Top of Input for this task
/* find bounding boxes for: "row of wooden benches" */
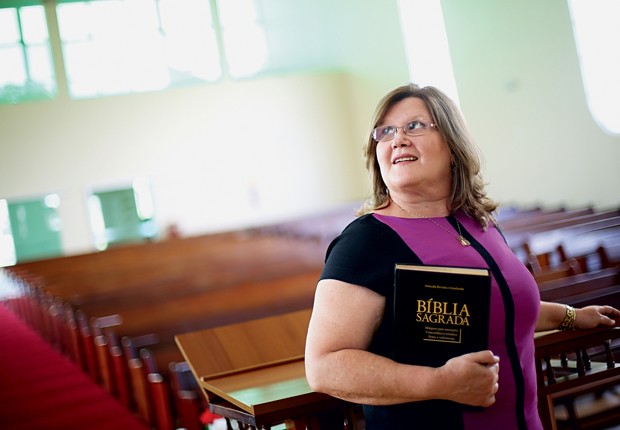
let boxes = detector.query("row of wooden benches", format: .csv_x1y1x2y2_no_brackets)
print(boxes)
2,204,620,429
498,207,620,283
2,285,206,430
1,229,334,430
496,207,620,429
5,266,620,430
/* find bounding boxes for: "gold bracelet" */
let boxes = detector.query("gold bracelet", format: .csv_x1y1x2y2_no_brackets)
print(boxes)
559,305,576,331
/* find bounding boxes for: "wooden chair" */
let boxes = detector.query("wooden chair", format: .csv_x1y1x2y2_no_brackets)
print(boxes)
535,321,620,430
76,309,100,383
121,336,175,430
106,330,133,409
63,303,83,366
92,322,116,396
122,336,154,426
169,361,205,430
19,287,36,331
45,293,66,354
34,287,54,343
91,314,124,396
140,348,175,430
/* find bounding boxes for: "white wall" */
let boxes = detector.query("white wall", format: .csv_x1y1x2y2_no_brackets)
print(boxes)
441,0,620,209
0,73,374,254
0,0,408,256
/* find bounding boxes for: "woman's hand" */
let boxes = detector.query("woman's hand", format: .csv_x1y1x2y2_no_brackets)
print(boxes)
435,350,500,407
538,302,620,332
575,305,620,329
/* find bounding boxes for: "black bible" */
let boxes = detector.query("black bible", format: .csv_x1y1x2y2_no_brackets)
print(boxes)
393,263,491,367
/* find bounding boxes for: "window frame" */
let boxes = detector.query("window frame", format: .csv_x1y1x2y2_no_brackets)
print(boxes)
567,0,620,136
0,2,57,104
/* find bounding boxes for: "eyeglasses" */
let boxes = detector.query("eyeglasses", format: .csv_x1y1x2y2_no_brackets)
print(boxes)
371,120,437,142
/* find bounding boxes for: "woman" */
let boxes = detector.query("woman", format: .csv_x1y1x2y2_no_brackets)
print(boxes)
304,83,620,429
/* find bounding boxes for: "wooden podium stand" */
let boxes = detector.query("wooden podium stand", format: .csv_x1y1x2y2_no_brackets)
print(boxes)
175,309,354,429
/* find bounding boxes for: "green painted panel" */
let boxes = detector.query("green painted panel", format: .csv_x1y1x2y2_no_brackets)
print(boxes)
94,188,157,246
8,197,62,262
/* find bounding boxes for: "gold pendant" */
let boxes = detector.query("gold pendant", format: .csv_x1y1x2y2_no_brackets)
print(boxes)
458,236,471,246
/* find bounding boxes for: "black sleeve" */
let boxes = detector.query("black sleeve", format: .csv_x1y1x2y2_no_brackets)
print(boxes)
320,214,422,297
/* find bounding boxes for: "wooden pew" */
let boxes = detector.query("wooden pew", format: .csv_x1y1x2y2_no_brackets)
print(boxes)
498,207,593,231
10,204,617,430
507,215,620,268
81,269,321,341
9,232,325,344
80,268,321,395
4,230,328,430
502,209,620,237
599,243,620,269
495,205,548,223
11,230,238,277
505,214,620,253
535,320,620,430
525,232,620,276
64,267,320,429
531,258,583,284
537,266,620,390
538,267,620,309
5,231,324,357
259,201,358,244
11,233,325,308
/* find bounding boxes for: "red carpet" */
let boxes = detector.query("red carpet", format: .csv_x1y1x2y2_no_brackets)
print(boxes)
0,303,149,430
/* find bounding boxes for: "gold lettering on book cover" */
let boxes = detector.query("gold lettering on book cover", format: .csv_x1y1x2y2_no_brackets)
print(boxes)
415,298,471,344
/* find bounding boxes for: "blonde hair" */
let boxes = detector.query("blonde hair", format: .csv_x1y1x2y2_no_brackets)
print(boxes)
359,83,498,229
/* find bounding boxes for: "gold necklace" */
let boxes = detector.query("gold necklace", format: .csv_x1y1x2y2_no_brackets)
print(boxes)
392,200,471,246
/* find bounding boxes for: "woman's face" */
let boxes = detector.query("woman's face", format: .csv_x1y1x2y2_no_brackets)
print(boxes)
375,97,453,199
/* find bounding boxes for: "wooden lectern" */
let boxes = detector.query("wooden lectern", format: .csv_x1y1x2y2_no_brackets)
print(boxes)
175,309,356,429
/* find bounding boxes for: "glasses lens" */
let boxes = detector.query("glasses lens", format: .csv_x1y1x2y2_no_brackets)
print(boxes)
373,121,434,141
372,125,395,142
405,120,428,136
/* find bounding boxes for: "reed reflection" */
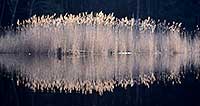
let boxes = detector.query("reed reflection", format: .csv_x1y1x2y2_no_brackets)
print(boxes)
0,53,199,95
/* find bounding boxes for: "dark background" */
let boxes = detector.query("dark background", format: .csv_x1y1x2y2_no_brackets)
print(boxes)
0,0,200,30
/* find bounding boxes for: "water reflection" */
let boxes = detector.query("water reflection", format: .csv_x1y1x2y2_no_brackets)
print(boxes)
0,53,200,95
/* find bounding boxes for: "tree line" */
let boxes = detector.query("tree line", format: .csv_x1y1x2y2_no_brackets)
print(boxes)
0,0,200,30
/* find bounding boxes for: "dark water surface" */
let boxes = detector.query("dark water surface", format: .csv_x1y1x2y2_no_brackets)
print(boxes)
0,54,200,106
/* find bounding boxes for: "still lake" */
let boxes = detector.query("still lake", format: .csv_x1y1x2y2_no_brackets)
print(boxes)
0,53,200,106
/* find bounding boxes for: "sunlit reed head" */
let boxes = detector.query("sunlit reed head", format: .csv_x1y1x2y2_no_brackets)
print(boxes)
0,12,200,95
0,12,199,56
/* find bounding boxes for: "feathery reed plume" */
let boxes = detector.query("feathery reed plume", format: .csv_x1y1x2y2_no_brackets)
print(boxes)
0,12,199,56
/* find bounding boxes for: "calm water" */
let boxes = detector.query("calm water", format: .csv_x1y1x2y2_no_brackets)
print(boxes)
0,54,200,106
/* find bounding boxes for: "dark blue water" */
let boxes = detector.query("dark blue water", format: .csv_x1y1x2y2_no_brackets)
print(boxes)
0,55,200,106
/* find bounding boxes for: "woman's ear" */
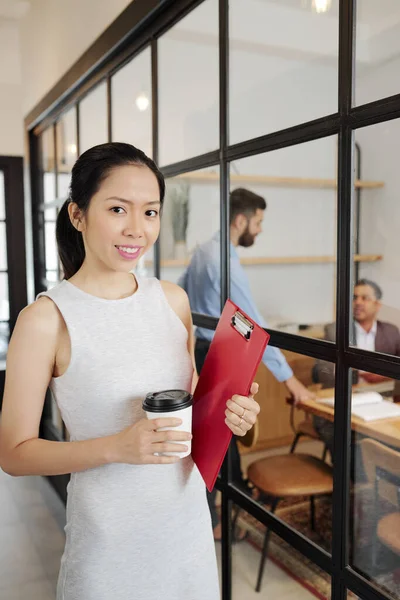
Bottom of Input for this task
▶ _Problem_: From the entries above, tally the lines that contain the string "blonde". Report the total and nothing more.

▶ _Task solution_: 2